• [PROVIDED PASSAGE]
↓

Loren left for work, but not before asking if I was ok.  Unable to put a brave face on this morning,  “Just sad,” I told him.  “I know,” he responded.  He told me he loved me, kissed my forehead, and recounted that he was so in tune with my stress that he can always tell if something’s off.

An hour later I called him for no reason other than to hear his voice.  I needed his comfort.  He assured me he could come home if I wanted or needed him to. Gathering myself I declined his offer.  I was determined to get through this day without further disrupting it for anyone else.

I forced myself to shower.  It took a long time to go through the motions.  I dressed, and eventually went outside to once again shovel the drive as it had now been snowing heavily all morning.  It needed to be done, regardless of what day is was.  The weather didn’t care.

In the midst of my shoveling effort my brother pulled up.  He stepped out of his truck and presented me with a bouquet of pink and purple carnations.

I cried again.

Skylar texted and asked me to pick her up after school and go to the orthodontist because the wire on her braces had shifted and was sticking into her cheek.

Life keeps moving forward.

As she opened the door and got in the car after school she too asked if I was ok.  Crap, even she can see it on my face, I thought.  I’m normally much more adept at masking it.  “I’m ok,” I lied.  I’m sure she didn’t believe me.  I struggle with wanting to tell her what day it is for her to share in remembering and honoring her sister, and vice versa to shield her from feeling the sadness I feel on this day if she doesn’t already realize the significance of the date on her own.  I didn’t mention it further.

At the orthodontist’s office I waited while she went back into the ortho chair.  I was the only one in the waiting room at this time, except the receptionist at the front desk.  Once again, preoccupied with my own issues and becoming overwhelmingly emotional I began to cry.  Noticing my obvious breakdown the receptionist came over to ask if I was ok.  I lied again that I was fine, but it was a pretty poor performance so she leaned in to give me a hug.  I apologized.  I wasn’t necessarily sorry for making someone else uncomfortable, just for the fact that I was causing a scene and let my emotions get the best of me in public, which I am usually able to contain.  I told her today was the anniversary of my youngest daughter’s death.  She began crying as well and told me that her son died in June.

And there it was.  I don’t have the market cornered on grief, even though I had been wallowing in my own loss all day.  At least I knew she understood and didn’t think I was crazy.

Skylar came out.  We finished up the appointment, and then the receptionist told her they were having a game that day.  She told Skylar she could win a prize if she threw the beanbags through the hole in the board she was holding.  Two out of three in and Skylar won a pair of movie tickets and a t-shirt.  She was ecstatic.

A friend texted with her remembrances of Miss Elliott and commended me on always carrying myself with such grace in light of my loss.

Ha. Not today.

It wasn’t until later that I realized I hadn’t seen the staff at the ortho office offer this game to any of the other patients as they left the office that day.  The receptionist had just been exceptionally kind due to my emotional distress.  It reminded me that it’s ok to be human.  It’s ok to show my feelings of sadness and grief.  As uncomfortable as it may make me, sometimes it’s necessary to let it out.

By the time we got home my eyes were blurry and stinging so badly from all of my crying that out came my contacts and I wore my glasses for the rest of the night.

Walking in the door my husband tells my I’m beautiful.  I laugh at his seemingly horrible judgement, but he means it.  He truly believes it.  Even in that moment with my red, puffy, makeup smeared eyes. He loves me fully; in spite of my flaws, mistakes, and the ways I’ve let him down over the years.  It reminds me that even through the ups and downs, even in the midst of grief, being here at home with the two people who mean more to me than anyone else in the entire world, the only two other people who can share in this level of grief, as intimately as I can, is all I need to get by.

↑

• [DATASET EXCERPT]
↓

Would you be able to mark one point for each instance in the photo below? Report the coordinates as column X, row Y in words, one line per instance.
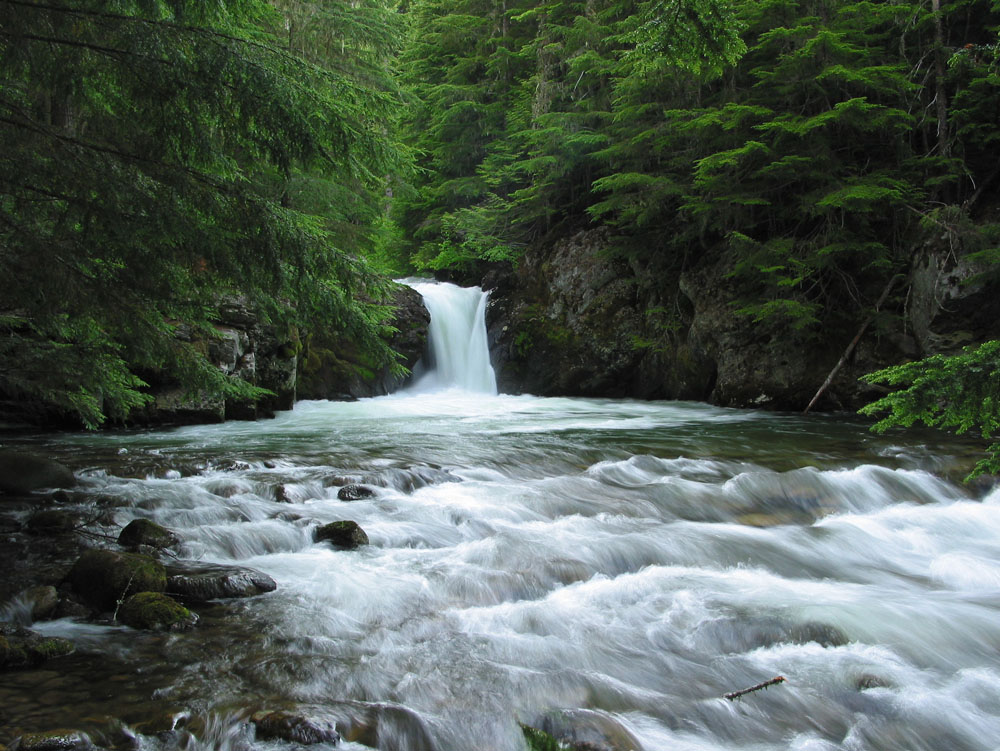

↑

Name every person in the passage about the anniversary who asks the narrator whether she is ok.

- Loren
- Skylar
- the receptionist at the orthodontist's office